▶ Photo-based point labeling data
____

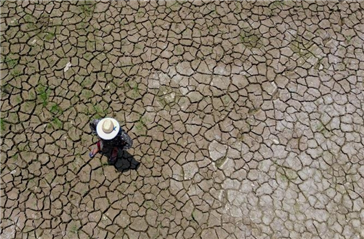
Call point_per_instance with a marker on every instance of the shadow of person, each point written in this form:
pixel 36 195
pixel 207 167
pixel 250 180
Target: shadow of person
pixel 125 162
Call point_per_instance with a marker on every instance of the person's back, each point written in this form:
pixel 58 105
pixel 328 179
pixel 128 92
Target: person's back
pixel 112 138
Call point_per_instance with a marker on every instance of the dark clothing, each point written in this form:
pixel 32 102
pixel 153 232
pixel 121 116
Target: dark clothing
pixel 121 140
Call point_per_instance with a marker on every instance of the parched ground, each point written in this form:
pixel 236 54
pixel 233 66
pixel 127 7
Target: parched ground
pixel 246 116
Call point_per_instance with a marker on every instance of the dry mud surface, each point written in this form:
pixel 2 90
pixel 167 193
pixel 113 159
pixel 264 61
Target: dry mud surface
pixel 246 116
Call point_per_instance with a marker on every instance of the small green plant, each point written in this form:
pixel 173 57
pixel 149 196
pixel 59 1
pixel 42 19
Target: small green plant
pixel 87 8
pixel 2 125
pixel 57 123
pixel 43 94
pixel 56 109
pixel 15 72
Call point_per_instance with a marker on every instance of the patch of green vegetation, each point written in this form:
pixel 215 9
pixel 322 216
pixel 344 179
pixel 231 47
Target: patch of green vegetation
pixel 2 125
pixel 43 94
pixel 56 109
pixel 87 8
pixel 10 61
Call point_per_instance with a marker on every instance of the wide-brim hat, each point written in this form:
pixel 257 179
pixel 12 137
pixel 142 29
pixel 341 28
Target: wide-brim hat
pixel 107 128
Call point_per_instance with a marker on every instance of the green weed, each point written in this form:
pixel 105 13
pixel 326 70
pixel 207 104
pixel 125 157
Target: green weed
pixel 10 62
pixel 56 109
pixel 2 125
pixel 43 94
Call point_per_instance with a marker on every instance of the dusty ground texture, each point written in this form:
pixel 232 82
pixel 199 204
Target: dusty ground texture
pixel 246 117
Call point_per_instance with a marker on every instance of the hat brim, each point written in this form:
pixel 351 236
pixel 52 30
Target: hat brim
pixel 107 136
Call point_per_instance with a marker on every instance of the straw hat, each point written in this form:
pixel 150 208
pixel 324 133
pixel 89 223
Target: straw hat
pixel 107 128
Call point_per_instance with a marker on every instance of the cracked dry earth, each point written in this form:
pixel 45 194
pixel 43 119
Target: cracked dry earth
pixel 246 117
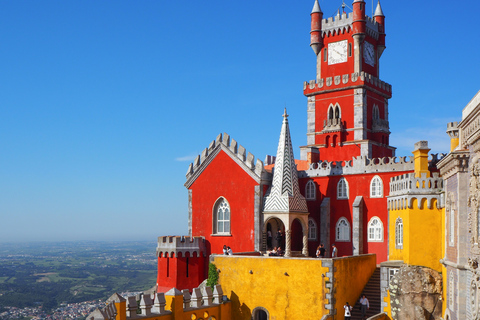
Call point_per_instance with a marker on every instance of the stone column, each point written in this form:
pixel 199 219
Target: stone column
pixel 305 243
pixel 357 226
pixel 288 243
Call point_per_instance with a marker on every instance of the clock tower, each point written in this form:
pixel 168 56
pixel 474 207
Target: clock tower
pixel 347 102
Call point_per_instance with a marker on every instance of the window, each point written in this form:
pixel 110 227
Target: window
pixel 342 230
pixel 310 193
pixel 452 226
pixel 399 233
pixel 451 291
pixel 342 189
pixel 376 187
pixel 312 229
pixel 375 230
pixel 222 217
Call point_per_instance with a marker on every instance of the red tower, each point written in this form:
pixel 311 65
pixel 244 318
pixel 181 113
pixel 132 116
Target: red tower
pixel 347 103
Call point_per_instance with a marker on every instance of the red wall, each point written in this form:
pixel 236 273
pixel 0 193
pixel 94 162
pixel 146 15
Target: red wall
pixel 172 271
pixel 223 177
pixel 359 185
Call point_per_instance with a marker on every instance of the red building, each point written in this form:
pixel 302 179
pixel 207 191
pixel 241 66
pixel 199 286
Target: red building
pixel 336 193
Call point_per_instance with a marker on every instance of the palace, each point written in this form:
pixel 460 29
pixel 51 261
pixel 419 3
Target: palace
pixel 346 189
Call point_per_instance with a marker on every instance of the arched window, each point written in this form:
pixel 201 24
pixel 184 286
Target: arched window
pixel 310 192
pixel 375 230
pixel 221 217
pixel 452 225
pixel 376 187
pixel 342 189
pixel 399 233
pixel 312 229
pixel 342 230
pixel 375 112
pixel 337 112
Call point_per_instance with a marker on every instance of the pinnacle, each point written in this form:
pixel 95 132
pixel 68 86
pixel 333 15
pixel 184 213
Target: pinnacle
pixel 378 10
pixel 316 7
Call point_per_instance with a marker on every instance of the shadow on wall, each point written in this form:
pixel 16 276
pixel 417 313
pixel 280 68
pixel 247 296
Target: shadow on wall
pixel 243 310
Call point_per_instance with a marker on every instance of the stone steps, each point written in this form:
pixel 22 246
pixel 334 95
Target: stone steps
pixel 372 292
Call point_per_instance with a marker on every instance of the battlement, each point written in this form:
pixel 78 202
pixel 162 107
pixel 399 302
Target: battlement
pixel 342 23
pixel 354 79
pixel 178 246
pixel 223 142
pixel 406 188
pixel 409 184
pixel 358 165
pixel 203 302
pixel 338 24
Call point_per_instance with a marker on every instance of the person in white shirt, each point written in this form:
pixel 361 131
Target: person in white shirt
pixel 348 311
pixel 364 305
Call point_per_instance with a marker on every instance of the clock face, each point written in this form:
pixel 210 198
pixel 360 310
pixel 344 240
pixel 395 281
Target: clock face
pixel 369 53
pixel 337 52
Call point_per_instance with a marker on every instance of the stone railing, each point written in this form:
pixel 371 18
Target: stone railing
pixel 155 306
pixel 380 125
pixel 360 164
pixel 409 184
pixel 354 78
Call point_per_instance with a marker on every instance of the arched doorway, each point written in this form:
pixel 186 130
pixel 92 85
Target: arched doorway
pixel 275 224
pixel 260 313
pixel 297 235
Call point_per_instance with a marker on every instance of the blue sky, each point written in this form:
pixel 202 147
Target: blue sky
pixel 105 103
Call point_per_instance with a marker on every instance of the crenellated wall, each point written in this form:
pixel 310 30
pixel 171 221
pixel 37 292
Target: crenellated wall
pixel 358 165
pixel 174 305
pixel 180 245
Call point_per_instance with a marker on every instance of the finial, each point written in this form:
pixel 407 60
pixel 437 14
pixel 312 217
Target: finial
pixel 316 7
pixel 378 10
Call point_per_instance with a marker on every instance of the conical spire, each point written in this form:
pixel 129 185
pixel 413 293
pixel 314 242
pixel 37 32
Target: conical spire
pixel 378 10
pixel 316 7
pixel 284 194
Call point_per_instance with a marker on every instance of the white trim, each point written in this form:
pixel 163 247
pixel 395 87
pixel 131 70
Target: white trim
pixel 342 191
pixel 377 236
pixel 376 187
pixel 344 236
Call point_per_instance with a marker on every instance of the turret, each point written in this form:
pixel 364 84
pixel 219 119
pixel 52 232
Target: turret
pixel 452 131
pixel 359 26
pixel 380 19
pixel 316 40
pixel 420 158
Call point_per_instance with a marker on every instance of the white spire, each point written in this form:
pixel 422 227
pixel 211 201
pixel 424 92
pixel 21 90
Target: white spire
pixel 316 7
pixel 284 194
pixel 378 10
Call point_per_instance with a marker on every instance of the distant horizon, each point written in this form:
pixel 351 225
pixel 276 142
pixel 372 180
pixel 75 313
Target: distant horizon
pixel 105 104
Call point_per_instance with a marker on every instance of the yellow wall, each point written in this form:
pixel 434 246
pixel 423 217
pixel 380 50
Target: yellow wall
pixel 422 235
pixel 301 293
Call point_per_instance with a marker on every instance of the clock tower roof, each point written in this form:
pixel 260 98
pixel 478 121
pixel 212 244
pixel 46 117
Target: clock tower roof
pixel 378 10
pixel 316 7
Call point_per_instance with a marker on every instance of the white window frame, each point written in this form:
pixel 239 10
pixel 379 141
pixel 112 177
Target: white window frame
pixel 342 230
pixel 376 187
pixel 312 229
pixel 222 206
pixel 375 230
pixel 310 190
pixel 399 233
pixel 342 189
pixel 452 226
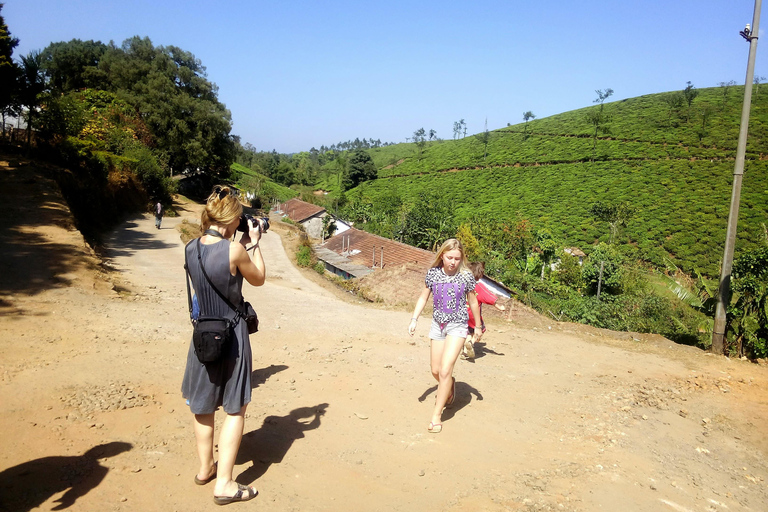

____

▶ WHAT TO DO
Rewrite all the rows above with "point_per_instance" changed to "mark_each_instance" everywhere and every other part left the same. Leave the pictures out of your answer.

▶ EXERCISE RESPONSE
Call mark_each_instance with a marker on every instance of the shadow of person, each point written in this form:
pixel 36 195
pixel 207 167
pixel 250 180
Target: shadow of person
pixel 125 162
Call mark_each_instance with a marker on every instance of the person's back, each point written in this form:
pixel 58 105
pixel 328 179
pixel 128 92
Target: person's back
pixel 112 138
Call mark_each_instance with a marker on every instance of the dark clothing, each point written in this form:
pixel 32 102
pixel 153 232
pixel 121 116
Target: dark clothing
pixel 121 140
Call mark_each_instance with a marker on every instance of the parched ground, each point written in this form:
pixel 236 54
pixel 233 66
pixel 127 7
Target: parched ground
pixel 246 116
Call mark_each_instance with a marker on every instance of the dry mud surface, each point written in this form:
pixel 2 90
pixel 167 193
pixel 113 159
pixel 264 61
Target: dry mud surface
pixel 246 116
Call mark_each_instance with a marker on every instance of the small green plant, each point written in this form:
pixel 173 57
pixel 149 196
pixel 59 1
pixel 42 19
Target: small green plant
pixel 87 8
pixel 2 125
pixel 57 123
pixel 43 94
pixel 56 109
pixel 15 72
Call mark_each_instance with a marker on every instance of the patch of green vegetation, each point written in this form:
pixel 215 9
pixel 322 216
pixel 344 179
pixel 231 47
Target: patch of green vegetation
pixel 2 125
pixel 43 94
pixel 56 109
pixel 87 8
pixel 10 61
Call mark_each_instance with a marker on every instance of the wide-brim hat, each point written in this form:
pixel 257 179
pixel 12 137
pixel 142 29
pixel 341 28
Target: wide-brim hat
pixel 107 128
Call mark_each_instance with a marker on every instance of the green weed, each point written in this form:
pixel 105 13
pixel 326 70
pixel 207 104
pixel 125 157
Target: green weed
pixel 10 62
pixel 56 109
pixel 2 125
pixel 43 94
Call mark_each_instance with a marker on every instance of the dusty ground texture, each point written in this form:
pixel 232 82
pixel 199 204
Target: dusty ground texture
pixel 246 117
Call mark_each_instance with a marker on every instance of the hat brim, each point written in this form:
pixel 351 236
pixel 52 30
Target: hat brim
pixel 107 136
Call mark_each_instance with a marker on every instance of the straw hat, each point written in this form:
pixel 150 208
pixel 324 133
pixel 89 223
Target: straw hat
pixel 107 128
Call mark_each_instance with a marker on every instance of the cracked dry earth, each point written in this form:
pixel 45 194
pixel 43 119
Target: cracked dry earth
pixel 246 117
Call mark_each_instance with a marker on every instance of the stone column, each point written in this form:
pixel 199 219
Target: stone column
pixel 305 243
pixel 357 226
pixel 288 243
Call mark_each_instance with a marker on every instance of the clock tower, each point written in this form:
pixel 168 56
pixel 474 207
Target: clock tower
pixel 347 102
Call mark_each_instance with a marker on every instance of the window, each point written in this form:
pixel 110 227
Target: window
pixel 342 230
pixel 310 193
pixel 452 226
pixel 399 233
pixel 451 291
pixel 342 189
pixel 376 187
pixel 312 229
pixel 375 230
pixel 222 217
Call mark_each_instance with a marker on every instance of the red tower, each point written in this form:
pixel 311 65
pixel 244 318
pixel 181 113
pixel 132 116
Target: red tower
pixel 347 103
Call mark_each_instance with a marker on every instance of the red wall, each point written in this form:
pixel 236 273
pixel 0 193
pixel 94 162
pixel 146 15
Target: red wall
pixel 172 271
pixel 223 177
pixel 359 185
Call mark_each_instance with a marker on every instance of the red building, each point written in this form:
pixel 302 179
pixel 207 191
pixel 241 66
pixel 199 286
Target: red building
pixel 336 193
Call mark_each_instance with a marker on every instance of the palace, each point written in this form:
pixel 460 29
pixel 51 261
pixel 419 3
Target: palace
pixel 346 189
Call mark_each_instance with a marker on every instance of the arched window, each point written in this form:
pixel 201 24
pixel 184 286
Target: arched window
pixel 310 192
pixel 375 230
pixel 221 217
pixel 452 225
pixel 376 187
pixel 342 189
pixel 399 233
pixel 312 229
pixel 342 230
pixel 375 112
pixel 337 112
Call mark_each_instance with a marker on every instance of the pinnacle, each point written in this form:
pixel 95 132
pixel 68 86
pixel 333 15
pixel 184 213
Target: pinnacle
pixel 378 10
pixel 316 7
Call mark_each_instance with a marker on every instance of the shadow on wall, each point written in this form:
pixel 16 276
pixel 417 313
pixel 280 68
pixel 247 296
Target: shadow on wall
pixel 243 310
Call mark_each_instance with a marker on every instance of the stone steps, each point written in this form:
pixel 22 246
pixel 334 95
Target: stone steps
pixel 372 292
Call mark_each_instance with a marker on every instance of the battlement, each point written in this form:
pixel 78 202
pixel 162 107
pixel 399 302
Target: battlement
pixel 342 23
pixel 354 79
pixel 178 246
pixel 223 142
pixel 406 188
pixel 409 184
pixel 358 165
pixel 203 302
pixel 338 24
Call mark_each_instance with a marker on every instance of the person in white shirt, each point written in this form:
pixel 361 131
Target: person in white shirt
pixel 348 311
pixel 364 305
Call mark_each_instance with a marker on every instance of the clock face, each point written in this form:
pixel 210 198
pixel 360 310
pixel 344 240
pixel 395 281
Target: clock face
pixel 369 53
pixel 337 52
Call mark_each_instance with a marker on every instance of the stone railing, each point written in this form:
pixel 371 18
Target: stone railing
pixel 155 306
pixel 380 125
pixel 360 164
pixel 409 184
pixel 354 78
Call mark_each_instance with a marker on every instance of the arched doorway, each point written in this form:
pixel 186 130
pixel 92 85
Target: arched doorway
pixel 275 224
pixel 260 313
pixel 297 235
Call mark_each_instance with a marker on every instance of the blue sky, each point written in this form:
pixel 202 147
Target: blue sky
pixel 105 103
Call mark_each_instance with a marker on every instance of the crenellated wall, each point written in this form:
pixel 310 30
pixel 171 221
pixel 37 292
Target: crenellated wall
pixel 358 165
pixel 174 305
pixel 180 245
Call mark_each_instance with a marker on every instance of the finial, each point written in this form:
pixel 407 60
pixel 437 14
pixel 312 217
Target: finial
pixel 316 7
pixel 378 10
Call mark_each_instance with a marker on every instance of the conical spire, each point written in this form:
pixel 129 185
pixel 413 293
pixel 314 242
pixel 37 32
Target: conical spire
pixel 378 10
pixel 316 7
pixel 284 194
Call mark_each_instance with a marker on every instance of the white trim, each point written in this form:
pixel 163 247
pixel 395 87
pixel 131 70
Target: white trim
pixel 342 191
pixel 377 236
pixel 376 187
pixel 344 236
Call mark_each_instance with a marker on every instance of the turret, each point written in this form:
pixel 364 84
pixel 219 119
pixel 52 232
Target: turret
pixel 452 131
pixel 359 26
pixel 380 19
pixel 316 40
pixel 420 158
Call mark_each_instance with a marker on every instance of the white spire, each point written in this form:
pixel 422 227
pixel 211 201
pixel 424 92
pixel 21 90
Target: white spire
pixel 316 7
pixel 284 194
pixel 378 10
Call mark_each_instance with a marker on every instance of the distant horizon, each point written in this form:
pixel 351 225
pixel 276 142
pixel 372 180
pixel 75 313
Target: distant horizon
pixel 105 104
Call mark_each_instance with a marker on every instance of the yellow wall, each point written in this form:
pixel 434 246
pixel 423 217
pixel 380 50
Target: yellow wall
pixel 422 235
pixel 301 293
Call mark_each_instance with a marker on every instance of the clock tower roof, each point written in this form:
pixel 260 98
pixel 478 121
pixel 212 244
pixel 46 117
Target: clock tower roof
pixel 378 10
pixel 316 7
Call mark_each_instance with a marker on every instance of the white window frame, each point written in this form:
pixel 239 10
pixel 379 141
pixel 112 177
Target: white window frame
pixel 342 230
pixel 376 187
pixel 312 229
pixel 222 206
pixel 375 230
pixel 310 190
pixel 399 233
pixel 342 189
pixel 452 226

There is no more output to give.